■ Exercise input:
** START **

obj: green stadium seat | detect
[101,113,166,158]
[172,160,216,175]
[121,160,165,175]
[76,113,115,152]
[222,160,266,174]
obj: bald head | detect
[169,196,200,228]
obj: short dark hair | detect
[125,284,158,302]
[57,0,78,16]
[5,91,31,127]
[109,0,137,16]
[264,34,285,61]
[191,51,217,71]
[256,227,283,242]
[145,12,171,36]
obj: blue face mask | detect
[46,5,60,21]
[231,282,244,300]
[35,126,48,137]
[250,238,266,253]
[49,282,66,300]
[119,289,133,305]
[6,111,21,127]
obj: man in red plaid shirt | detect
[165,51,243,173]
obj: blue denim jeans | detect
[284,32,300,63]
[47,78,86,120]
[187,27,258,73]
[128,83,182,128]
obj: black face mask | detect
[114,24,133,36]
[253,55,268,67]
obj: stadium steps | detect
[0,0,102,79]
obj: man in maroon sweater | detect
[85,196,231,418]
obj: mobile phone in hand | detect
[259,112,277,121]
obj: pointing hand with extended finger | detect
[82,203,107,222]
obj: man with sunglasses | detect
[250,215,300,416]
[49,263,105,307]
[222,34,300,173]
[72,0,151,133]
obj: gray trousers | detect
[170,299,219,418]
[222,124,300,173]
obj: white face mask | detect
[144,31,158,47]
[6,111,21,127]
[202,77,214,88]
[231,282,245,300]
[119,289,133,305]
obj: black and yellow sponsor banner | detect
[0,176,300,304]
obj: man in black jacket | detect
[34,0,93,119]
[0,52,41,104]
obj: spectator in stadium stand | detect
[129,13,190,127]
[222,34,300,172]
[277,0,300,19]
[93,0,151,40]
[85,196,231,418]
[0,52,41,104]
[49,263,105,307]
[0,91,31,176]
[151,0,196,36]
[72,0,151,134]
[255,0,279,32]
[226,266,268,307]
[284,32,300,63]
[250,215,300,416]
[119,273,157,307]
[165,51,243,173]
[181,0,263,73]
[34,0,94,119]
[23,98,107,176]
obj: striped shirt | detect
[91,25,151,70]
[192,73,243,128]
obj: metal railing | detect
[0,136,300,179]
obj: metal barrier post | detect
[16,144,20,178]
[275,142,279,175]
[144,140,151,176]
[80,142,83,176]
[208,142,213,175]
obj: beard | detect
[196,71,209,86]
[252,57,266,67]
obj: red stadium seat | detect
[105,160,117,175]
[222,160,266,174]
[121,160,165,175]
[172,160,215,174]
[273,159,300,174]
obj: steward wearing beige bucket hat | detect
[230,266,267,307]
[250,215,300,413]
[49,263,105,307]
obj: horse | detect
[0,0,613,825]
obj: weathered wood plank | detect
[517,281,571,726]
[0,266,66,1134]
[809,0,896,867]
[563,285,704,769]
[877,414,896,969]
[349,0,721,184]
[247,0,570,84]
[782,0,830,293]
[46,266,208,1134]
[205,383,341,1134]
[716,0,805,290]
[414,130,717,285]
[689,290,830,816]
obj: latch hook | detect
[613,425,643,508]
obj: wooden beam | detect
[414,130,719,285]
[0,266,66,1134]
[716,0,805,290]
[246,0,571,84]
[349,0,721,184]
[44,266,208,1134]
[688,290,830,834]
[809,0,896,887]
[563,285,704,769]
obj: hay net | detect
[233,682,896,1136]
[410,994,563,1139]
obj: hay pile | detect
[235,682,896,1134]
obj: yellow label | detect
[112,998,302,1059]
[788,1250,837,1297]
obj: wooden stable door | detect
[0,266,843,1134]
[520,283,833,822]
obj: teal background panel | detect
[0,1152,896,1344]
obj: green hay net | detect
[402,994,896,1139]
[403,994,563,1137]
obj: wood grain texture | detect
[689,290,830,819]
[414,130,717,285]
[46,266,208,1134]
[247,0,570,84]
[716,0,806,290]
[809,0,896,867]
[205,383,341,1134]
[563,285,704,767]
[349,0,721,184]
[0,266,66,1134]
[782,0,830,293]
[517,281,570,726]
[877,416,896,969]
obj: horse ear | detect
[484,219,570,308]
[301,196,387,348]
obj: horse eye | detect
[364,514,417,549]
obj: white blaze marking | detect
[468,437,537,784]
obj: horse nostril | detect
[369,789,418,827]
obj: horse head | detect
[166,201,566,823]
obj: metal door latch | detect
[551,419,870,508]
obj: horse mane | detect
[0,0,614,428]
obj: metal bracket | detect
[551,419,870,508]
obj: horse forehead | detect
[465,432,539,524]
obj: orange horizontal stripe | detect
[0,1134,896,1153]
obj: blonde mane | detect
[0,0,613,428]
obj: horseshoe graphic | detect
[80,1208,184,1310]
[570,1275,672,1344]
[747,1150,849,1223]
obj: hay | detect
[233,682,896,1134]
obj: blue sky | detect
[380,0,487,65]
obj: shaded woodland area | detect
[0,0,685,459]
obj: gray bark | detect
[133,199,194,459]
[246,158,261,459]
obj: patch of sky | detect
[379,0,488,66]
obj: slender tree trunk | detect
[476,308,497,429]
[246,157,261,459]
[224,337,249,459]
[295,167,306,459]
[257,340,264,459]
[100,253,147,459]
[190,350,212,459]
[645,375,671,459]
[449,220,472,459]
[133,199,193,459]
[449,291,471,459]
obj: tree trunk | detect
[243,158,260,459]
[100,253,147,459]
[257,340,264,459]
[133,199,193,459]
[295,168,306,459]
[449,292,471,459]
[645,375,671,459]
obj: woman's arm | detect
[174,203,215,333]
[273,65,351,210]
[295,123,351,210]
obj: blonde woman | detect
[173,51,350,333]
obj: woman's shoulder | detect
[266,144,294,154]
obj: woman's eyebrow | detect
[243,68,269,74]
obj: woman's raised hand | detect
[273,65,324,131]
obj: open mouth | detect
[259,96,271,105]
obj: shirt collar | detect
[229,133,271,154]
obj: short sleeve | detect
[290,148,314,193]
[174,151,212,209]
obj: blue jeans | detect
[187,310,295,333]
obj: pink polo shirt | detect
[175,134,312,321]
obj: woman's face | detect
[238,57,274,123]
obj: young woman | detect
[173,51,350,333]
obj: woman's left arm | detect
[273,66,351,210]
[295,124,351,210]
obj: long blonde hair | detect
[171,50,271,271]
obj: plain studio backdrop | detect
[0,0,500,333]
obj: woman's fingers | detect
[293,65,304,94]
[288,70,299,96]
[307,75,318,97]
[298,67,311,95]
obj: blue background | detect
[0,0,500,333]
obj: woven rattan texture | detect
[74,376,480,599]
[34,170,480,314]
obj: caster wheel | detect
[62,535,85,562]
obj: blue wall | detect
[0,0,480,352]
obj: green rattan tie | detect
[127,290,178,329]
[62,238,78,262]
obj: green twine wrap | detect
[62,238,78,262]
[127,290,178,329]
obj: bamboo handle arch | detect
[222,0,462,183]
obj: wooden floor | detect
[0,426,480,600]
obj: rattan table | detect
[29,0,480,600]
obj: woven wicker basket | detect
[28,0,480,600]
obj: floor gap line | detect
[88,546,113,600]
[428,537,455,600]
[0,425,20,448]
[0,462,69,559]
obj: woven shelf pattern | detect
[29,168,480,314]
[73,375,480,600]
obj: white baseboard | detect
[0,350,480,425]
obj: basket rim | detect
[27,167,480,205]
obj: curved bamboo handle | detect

** END **

■ Problem description: Can you copy the material, unchanged, from the line containing "obj: man in black jacket | detect" up to and including the line containing "[208,142,213,175]"?

■ Written solution:
obj: man in black jacket | detect
[34,0,93,119]
[0,52,41,104]
obj: spectator in stadium stand | detect
[129,13,190,127]
[222,34,300,172]
[277,0,300,19]
[93,0,151,40]
[85,196,231,418]
[0,52,41,104]
[49,263,105,307]
[0,91,31,176]
[151,0,196,36]
[72,0,151,134]
[255,0,279,32]
[226,266,268,307]
[284,32,300,63]
[250,215,300,416]
[119,273,157,307]
[165,51,243,173]
[181,0,263,73]
[34,0,94,119]
[23,98,107,176]
obj: striped shirt | detect
[91,25,151,70]
[192,73,243,128]
obj: metal railing | detect
[0,136,300,179]
obj: metal barrier post | detect
[16,144,20,178]
[275,142,279,175]
[144,140,151,176]
[80,142,83,176]
[208,142,213,175]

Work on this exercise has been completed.